Job
Identify every line of the items below that holds the word "button", and copy each of those lines in full.

Excerpts from a point labeling dataset:
-- START --

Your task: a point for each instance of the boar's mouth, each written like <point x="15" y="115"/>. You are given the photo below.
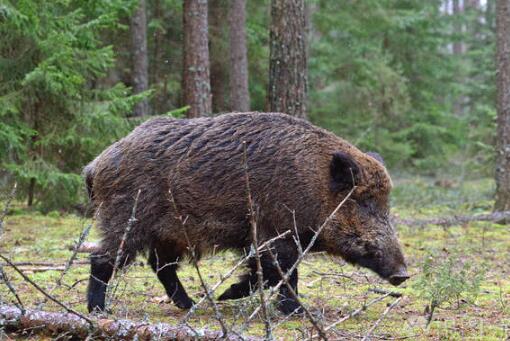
<point x="395" y="275"/>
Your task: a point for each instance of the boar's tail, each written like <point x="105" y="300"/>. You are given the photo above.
<point x="88" y="173"/>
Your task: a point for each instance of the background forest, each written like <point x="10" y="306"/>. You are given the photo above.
<point x="412" y="80"/>
<point x="425" y="83"/>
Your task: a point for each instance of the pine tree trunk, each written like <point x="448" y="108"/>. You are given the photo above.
<point x="239" y="94"/>
<point x="140" y="58"/>
<point x="503" y="106"/>
<point x="287" y="60"/>
<point x="457" y="11"/>
<point x="218" y="50"/>
<point x="196" y="86"/>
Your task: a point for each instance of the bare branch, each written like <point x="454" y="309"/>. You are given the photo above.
<point x="322" y="334"/>
<point x="254" y="240"/>
<point x="110" y="293"/>
<point x="42" y="291"/>
<point x="274" y="289"/>
<point x="53" y="322"/>
<point x="191" y="248"/>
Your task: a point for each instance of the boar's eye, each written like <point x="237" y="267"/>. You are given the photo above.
<point x="376" y="156"/>
<point x="344" y="172"/>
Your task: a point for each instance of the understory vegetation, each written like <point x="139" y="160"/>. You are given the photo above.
<point x="462" y="272"/>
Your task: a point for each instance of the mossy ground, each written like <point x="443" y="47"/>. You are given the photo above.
<point x="329" y="287"/>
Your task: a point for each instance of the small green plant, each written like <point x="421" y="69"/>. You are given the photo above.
<point x="448" y="280"/>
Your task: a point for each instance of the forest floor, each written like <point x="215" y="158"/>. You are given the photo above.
<point x="443" y="262"/>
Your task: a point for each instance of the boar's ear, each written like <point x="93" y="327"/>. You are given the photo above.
<point x="344" y="172"/>
<point x="376" y="156"/>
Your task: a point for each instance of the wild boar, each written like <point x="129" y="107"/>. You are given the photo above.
<point x="200" y="165"/>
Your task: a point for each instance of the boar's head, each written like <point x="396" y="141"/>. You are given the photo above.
<point x="361" y="231"/>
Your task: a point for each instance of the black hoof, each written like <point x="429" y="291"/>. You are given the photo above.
<point x="184" y="304"/>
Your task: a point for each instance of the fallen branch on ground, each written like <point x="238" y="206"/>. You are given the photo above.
<point x="55" y="323"/>
<point x="44" y="264"/>
<point x="85" y="247"/>
<point x="391" y="306"/>
<point x="454" y="219"/>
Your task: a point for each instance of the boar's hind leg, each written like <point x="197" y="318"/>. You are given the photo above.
<point x="164" y="264"/>
<point x="101" y="270"/>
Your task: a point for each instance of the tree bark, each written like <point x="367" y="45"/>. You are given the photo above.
<point x="458" y="47"/>
<point x="11" y="318"/>
<point x="196" y="86"/>
<point x="287" y="58"/>
<point x="140" y="57"/>
<point x="239" y="93"/>
<point x="218" y="50"/>
<point x="503" y="106"/>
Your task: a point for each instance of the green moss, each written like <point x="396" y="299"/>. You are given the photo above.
<point x="328" y="286"/>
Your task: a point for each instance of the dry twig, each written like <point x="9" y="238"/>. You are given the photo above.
<point x="191" y="248"/>
<point x="371" y="330"/>
<point x="254" y="240"/>
<point x="42" y="291"/>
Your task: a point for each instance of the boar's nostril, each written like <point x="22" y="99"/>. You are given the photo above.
<point x="398" y="279"/>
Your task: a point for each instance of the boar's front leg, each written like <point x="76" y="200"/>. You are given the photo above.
<point x="101" y="270"/>
<point x="163" y="261"/>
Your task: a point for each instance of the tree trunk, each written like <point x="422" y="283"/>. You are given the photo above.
<point x="218" y="50"/>
<point x="239" y="94"/>
<point x="287" y="58"/>
<point x="196" y="86"/>
<point x="140" y="58"/>
<point x="503" y="106"/>
<point x="458" y="47"/>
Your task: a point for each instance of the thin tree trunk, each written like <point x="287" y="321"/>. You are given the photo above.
<point x="287" y="61"/>
<point x="503" y="106"/>
<point x="196" y="86"/>
<point x="458" y="47"/>
<point x="140" y="58"/>
<point x="218" y="50"/>
<point x="239" y="94"/>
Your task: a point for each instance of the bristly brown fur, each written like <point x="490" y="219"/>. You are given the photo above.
<point x="201" y="162"/>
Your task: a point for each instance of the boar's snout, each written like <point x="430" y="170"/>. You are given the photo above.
<point x="399" y="277"/>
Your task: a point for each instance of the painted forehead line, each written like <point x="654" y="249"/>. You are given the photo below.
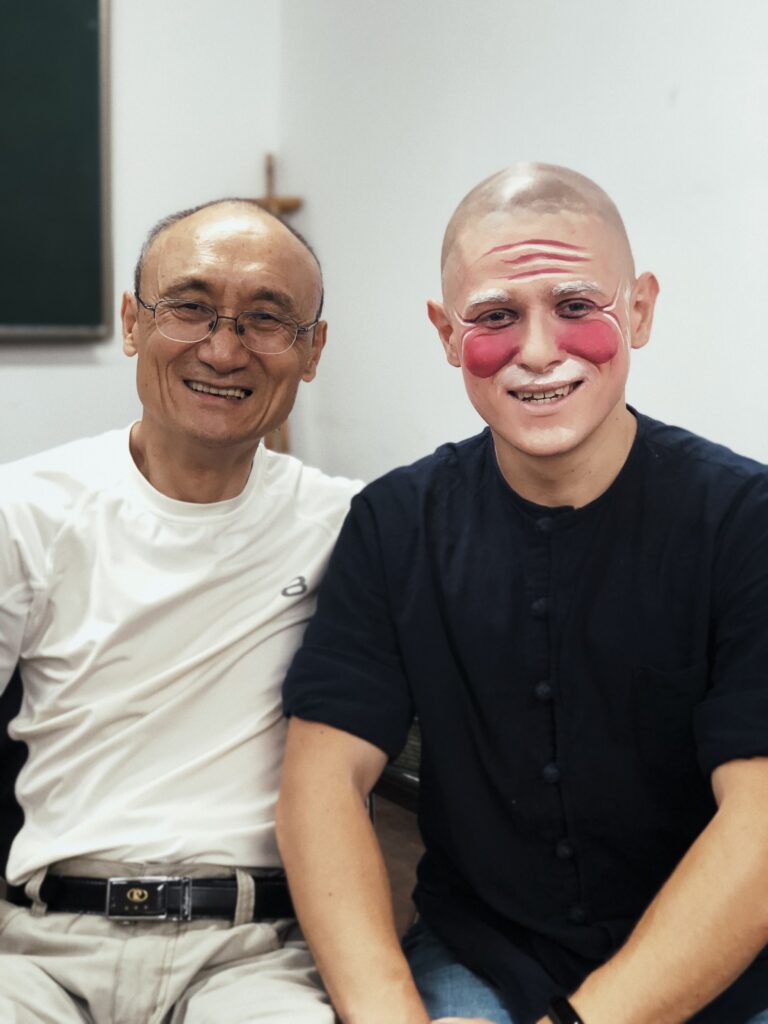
<point x="549" y="269"/>
<point x="546" y="254"/>
<point x="551" y="243"/>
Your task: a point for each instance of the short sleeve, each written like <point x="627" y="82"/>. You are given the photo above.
<point x="348" y="673"/>
<point x="732" y="720"/>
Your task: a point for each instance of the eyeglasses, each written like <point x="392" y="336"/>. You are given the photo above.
<point x="259" y="330"/>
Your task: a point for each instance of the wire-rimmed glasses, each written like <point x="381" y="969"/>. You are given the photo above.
<point x="260" y="331"/>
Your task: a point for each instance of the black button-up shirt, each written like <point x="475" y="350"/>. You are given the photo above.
<point x="578" y="675"/>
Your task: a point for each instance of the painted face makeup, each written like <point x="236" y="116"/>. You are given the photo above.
<point x="495" y="338"/>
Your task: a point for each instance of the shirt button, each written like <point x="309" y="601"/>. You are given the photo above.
<point x="577" y="914"/>
<point x="543" y="690"/>
<point x="564" y="849"/>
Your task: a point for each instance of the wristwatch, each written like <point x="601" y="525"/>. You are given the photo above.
<point x="560" y="1012"/>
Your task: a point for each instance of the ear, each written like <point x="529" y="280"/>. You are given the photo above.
<point x="129" y="317"/>
<point x="436" y="312"/>
<point x="312" y="358"/>
<point x="642" y="303"/>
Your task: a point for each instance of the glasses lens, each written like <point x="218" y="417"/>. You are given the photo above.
<point x="188" y="322"/>
<point x="263" y="332"/>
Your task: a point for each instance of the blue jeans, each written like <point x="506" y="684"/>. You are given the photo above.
<point x="450" y="989"/>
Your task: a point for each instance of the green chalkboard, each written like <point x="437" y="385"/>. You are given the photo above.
<point x="54" y="230"/>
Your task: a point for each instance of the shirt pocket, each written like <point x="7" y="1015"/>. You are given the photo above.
<point x="663" y="706"/>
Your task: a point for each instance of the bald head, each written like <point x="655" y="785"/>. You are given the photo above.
<point x="532" y="189"/>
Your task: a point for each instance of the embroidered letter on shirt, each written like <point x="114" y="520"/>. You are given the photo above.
<point x="296" y="588"/>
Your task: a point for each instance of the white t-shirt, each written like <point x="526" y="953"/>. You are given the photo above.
<point x="154" y="636"/>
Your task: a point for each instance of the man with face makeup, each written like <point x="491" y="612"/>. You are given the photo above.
<point x="156" y="582"/>
<point x="574" y="604"/>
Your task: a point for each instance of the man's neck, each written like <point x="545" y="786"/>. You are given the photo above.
<point x="190" y="473"/>
<point x="577" y="477"/>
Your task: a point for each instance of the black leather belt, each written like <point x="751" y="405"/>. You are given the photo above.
<point x="159" y="897"/>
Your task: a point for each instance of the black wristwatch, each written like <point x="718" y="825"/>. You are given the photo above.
<point x="560" y="1012"/>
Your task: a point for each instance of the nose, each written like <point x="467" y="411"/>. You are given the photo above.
<point x="539" y="349"/>
<point x="222" y="349"/>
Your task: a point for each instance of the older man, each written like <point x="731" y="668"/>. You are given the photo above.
<point x="156" y="582"/>
<point x="574" y="603"/>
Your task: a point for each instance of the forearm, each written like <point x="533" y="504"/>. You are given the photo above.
<point x="341" y="892"/>
<point x="702" y="930"/>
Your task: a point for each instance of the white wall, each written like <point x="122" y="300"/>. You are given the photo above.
<point x="383" y="116"/>
<point x="391" y="112"/>
<point x="194" y="111"/>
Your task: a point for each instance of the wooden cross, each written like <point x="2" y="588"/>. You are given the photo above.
<point x="279" y="439"/>
<point x="279" y="205"/>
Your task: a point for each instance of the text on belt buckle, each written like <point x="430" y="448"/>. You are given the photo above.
<point x="146" y="898"/>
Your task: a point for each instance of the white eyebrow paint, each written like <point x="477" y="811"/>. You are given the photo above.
<point x="568" y="287"/>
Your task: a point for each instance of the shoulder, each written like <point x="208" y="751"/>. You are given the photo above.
<point x="450" y="469"/>
<point x="696" y="462"/>
<point x="305" y="493"/>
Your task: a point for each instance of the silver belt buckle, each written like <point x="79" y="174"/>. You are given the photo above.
<point x="145" y="898"/>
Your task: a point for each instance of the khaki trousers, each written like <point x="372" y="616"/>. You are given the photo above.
<point x="70" y="969"/>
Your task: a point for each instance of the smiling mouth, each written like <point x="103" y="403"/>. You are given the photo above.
<point x="219" y="392"/>
<point x="543" y="397"/>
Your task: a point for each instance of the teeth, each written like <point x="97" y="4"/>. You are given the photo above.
<point x="544" y="395"/>
<point x="224" y="392"/>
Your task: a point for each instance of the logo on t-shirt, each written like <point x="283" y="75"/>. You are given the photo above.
<point x="296" y="588"/>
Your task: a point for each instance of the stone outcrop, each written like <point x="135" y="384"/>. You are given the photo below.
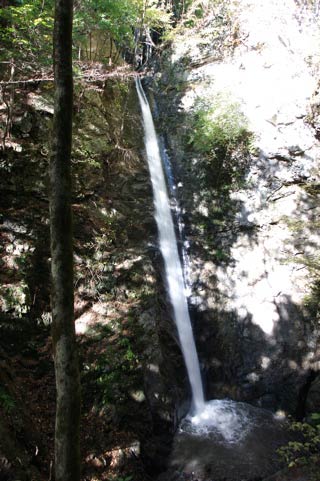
<point x="253" y="233"/>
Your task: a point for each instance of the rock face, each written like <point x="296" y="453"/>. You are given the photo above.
<point x="251" y="214"/>
<point x="217" y="455"/>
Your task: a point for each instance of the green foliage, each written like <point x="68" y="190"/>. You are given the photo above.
<point x="6" y="401"/>
<point x="305" y="451"/>
<point x="115" y="371"/>
<point x="219" y="132"/>
<point x="26" y="31"/>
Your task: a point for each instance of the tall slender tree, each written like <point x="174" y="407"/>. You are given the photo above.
<point x="67" y="457"/>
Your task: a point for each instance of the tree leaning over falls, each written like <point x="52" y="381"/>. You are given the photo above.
<point x="67" y="456"/>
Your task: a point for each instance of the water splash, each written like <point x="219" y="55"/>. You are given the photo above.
<point x="169" y="250"/>
<point x="221" y="419"/>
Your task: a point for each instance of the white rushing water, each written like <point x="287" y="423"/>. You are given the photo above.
<point x="169" y="250"/>
<point x="218" y="418"/>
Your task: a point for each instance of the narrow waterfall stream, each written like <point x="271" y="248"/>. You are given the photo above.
<point x="169" y="250"/>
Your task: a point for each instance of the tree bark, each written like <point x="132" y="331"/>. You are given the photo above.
<point x="67" y="456"/>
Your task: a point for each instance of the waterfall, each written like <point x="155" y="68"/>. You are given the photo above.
<point x="169" y="250"/>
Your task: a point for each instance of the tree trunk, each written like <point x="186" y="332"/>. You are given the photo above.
<point x="67" y="456"/>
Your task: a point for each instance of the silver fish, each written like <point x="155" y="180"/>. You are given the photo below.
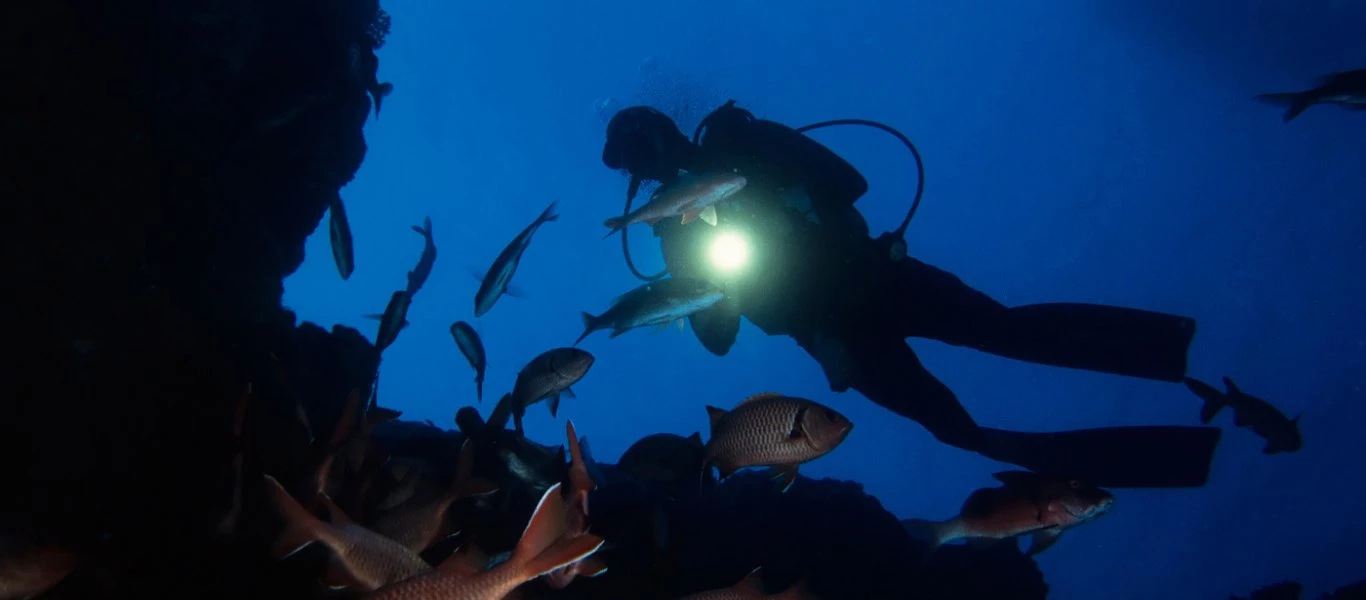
<point x="653" y="304"/>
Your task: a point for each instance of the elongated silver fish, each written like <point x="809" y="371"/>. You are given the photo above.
<point x="471" y="346"/>
<point x="545" y="377"/>
<point x="691" y="197"/>
<point x="496" y="280"/>
<point x="394" y="320"/>
<point x="772" y="429"/>
<point x="653" y="304"/>
<point x="424" y="269"/>
<point x="339" y="233"/>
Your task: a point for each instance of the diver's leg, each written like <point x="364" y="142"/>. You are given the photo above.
<point x="887" y="372"/>
<point x="1119" y="457"/>
<point x="1109" y="339"/>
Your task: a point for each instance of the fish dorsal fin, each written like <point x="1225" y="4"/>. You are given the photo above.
<point x="758" y="397"/>
<point x="717" y="414"/>
<point x="1014" y="479"/>
<point x="579" y="480"/>
<point x="751" y="582"/>
<point x="335" y="513"/>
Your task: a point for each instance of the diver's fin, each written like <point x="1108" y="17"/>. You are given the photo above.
<point x="1213" y="399"/>
<point x="1044" y="539"/>
<point x="1294" y="103"/>
<point x="708" y="215"/>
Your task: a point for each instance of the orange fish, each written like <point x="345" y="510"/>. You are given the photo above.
<point x="772" y="429"/>
<point x="545" y="546"/>
<point x="751" y="587"/>
<point x="361" y="559"/>
<point x="421" y="525"/>
<point x="1026" y="503"/>
<point x="577" y="517"/>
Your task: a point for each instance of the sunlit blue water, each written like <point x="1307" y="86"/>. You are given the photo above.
<point x="1077" y="151"/>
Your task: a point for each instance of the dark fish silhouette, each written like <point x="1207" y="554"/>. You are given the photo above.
<point x="339" y="233"/>
<point x="772" y="429"/>
<point x="471" y="346"/>
<point x="394" y="320"/>
<point x="424" y="269"/>
<point x="1346" y="89"/>
<point x="1281" y="433"/>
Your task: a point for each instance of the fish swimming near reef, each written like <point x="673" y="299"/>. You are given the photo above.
<point x="339" y="234"/>
<point x="1025" y="505"/>
<point x="691" y="197"/>
<point x="1346" y="89"/>
<point x="504" y="267"/>
<point x="471" y="346"/>
<point x="359" y="558"/>
<point x="772" y="429"/>
<point x="422" y="271"/>
<point x="653" y="304"/>
<point x="547" y="377"/>
<point x="544" y="547"/>
<point x="1264" y="418"/>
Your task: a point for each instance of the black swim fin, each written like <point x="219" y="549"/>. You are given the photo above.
<point x="1124" y="457"/>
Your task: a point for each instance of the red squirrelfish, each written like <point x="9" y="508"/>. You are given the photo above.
<point x="545" y="546"/>
<point x="1026" y="503"/>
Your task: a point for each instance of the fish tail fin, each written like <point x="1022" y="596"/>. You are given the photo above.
<point x="590" y="324"/>
<point x="799" y="591"/>
<point x="548" y="215"/>
<point x="930" y="532"/>
<point x="616" y="223"/>
<point x="544" y="546"/>
<point x="1215" y="401"/>
<point x="579" y="480"/>
<point x="500" y="414"/>
<point x="1294" y="103"/>
<point x="301" y="526"/>
<point x="425" y="228"/>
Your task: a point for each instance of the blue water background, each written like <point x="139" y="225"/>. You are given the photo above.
<point x="1077" y="151"/>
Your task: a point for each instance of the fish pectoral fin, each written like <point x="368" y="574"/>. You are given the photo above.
<point x="1044" y="539"/>
<point x="784" y="476"/>
<point x="708" y="215"/>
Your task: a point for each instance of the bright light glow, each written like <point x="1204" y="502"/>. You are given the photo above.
<point x="730" y="252"/>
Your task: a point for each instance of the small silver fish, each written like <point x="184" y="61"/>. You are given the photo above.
<point x="653" y="304"/>
<point x="471" y="346"/>
<point x="496" y="280"/>
<point x="339" y="233"/>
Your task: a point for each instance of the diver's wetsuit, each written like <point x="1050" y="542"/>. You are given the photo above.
<point x="817" y="276"/>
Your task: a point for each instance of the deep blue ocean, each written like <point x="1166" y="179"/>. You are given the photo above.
<point x="1104" y="151"/>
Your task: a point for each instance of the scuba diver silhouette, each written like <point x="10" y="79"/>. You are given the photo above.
<point x="851" y="301"/>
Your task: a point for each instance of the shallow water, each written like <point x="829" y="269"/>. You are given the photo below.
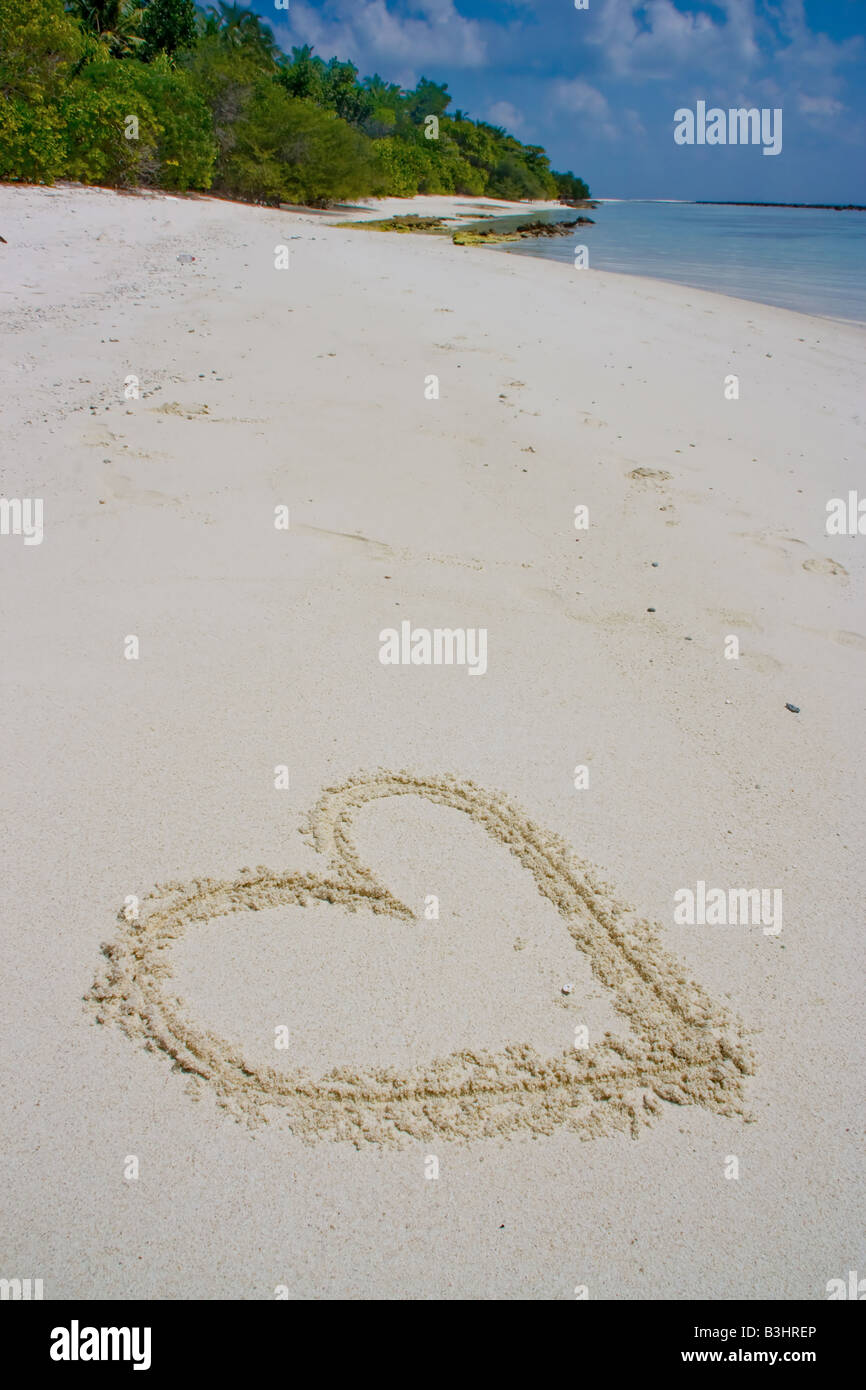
<point x="804" y="259"/>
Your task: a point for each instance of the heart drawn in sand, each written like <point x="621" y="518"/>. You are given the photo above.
<point x="683" y="1048"/>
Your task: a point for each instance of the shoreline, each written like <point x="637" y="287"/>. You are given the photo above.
<point x="312" y="389"/>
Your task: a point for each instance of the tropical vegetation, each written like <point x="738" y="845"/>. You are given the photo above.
<point x="168" y="95"/>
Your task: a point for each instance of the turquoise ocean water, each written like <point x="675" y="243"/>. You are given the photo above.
<point x="802" y="259"/>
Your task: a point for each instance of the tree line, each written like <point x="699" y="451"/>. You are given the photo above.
<point x="163" y="93"/>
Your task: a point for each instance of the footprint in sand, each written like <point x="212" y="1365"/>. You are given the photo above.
<point x="651" y="476"/>
<point x="174" y="407"/>
<point x="683" y="1047"/>
<point x="848" y="640"/>
<point x="823" y="565"/>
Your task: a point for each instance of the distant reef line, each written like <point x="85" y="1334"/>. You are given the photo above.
<point x="826" y="207"/>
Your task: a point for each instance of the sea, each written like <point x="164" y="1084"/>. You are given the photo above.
<point x="812" y="260"/>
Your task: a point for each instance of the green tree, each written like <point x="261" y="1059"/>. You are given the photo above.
<point x="116" y="22"/>
<point x="39" y="47"/>
<point x="167" y="27"/>
<point x="285" y="150"/>
<point x="241" y="28"/>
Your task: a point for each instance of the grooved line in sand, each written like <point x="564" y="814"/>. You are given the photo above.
<point x="685" y="1048"/>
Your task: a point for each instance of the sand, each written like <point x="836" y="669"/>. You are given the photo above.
<point x="154" y="780"/>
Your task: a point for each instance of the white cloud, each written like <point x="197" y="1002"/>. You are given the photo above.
<point x="374" y="32"/>
<point x="508" y="116"/>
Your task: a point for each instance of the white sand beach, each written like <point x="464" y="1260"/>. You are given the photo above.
<point x="161" y="409"/>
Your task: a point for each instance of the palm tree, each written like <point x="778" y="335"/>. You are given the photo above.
<point x="114" y="22"/>
<point x="239" y="28"/>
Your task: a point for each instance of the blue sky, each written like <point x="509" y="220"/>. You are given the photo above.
<point x="598" y="88"/>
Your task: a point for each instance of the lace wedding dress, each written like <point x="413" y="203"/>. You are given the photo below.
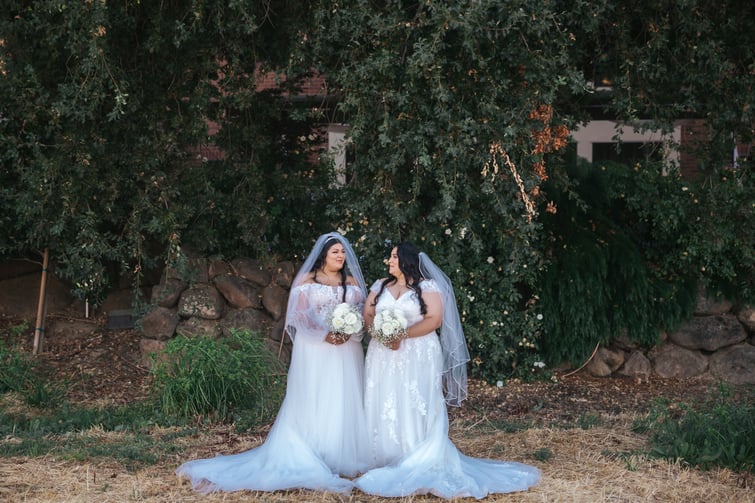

-- END --

Final result
Your task: a point for each instance of the black button-up shirt, each written like <point x="475" y="350"/>. You are given the photo above.
Your task: a point for each instance of the shirt button, each written like <point x="309" y="601"/>. You are given the photo above.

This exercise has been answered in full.